### Set task
Find each of the lines below that contains the word "Provide", and copy those lines.

== The records ==

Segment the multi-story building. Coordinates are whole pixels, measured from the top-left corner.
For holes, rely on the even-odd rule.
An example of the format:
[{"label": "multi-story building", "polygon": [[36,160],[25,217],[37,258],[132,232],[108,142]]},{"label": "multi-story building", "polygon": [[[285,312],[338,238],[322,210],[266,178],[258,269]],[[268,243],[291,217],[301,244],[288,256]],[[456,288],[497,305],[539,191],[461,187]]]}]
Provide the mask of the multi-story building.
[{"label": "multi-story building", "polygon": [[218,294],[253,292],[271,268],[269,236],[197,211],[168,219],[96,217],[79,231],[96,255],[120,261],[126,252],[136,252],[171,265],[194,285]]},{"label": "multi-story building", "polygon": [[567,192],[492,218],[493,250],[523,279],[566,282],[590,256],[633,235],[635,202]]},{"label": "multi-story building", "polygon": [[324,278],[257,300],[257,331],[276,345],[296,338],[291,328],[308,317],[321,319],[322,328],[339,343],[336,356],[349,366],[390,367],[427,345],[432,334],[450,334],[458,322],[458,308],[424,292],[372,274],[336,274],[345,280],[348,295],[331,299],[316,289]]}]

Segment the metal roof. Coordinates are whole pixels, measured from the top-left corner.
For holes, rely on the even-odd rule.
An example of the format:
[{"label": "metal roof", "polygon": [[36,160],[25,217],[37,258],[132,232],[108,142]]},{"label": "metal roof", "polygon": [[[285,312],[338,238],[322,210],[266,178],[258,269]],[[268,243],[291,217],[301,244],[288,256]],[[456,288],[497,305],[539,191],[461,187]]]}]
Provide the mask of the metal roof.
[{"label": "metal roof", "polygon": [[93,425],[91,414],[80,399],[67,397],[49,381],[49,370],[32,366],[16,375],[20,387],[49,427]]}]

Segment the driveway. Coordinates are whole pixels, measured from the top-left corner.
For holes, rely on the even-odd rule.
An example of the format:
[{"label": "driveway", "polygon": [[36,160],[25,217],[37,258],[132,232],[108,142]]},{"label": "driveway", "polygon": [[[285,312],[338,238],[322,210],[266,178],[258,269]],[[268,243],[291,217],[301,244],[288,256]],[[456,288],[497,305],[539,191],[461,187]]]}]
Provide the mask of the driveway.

===

### Solution to the problem
Provide the mask of the multi-story building.
Provide the mask of the metal roof.
Provide the mask of the driveway.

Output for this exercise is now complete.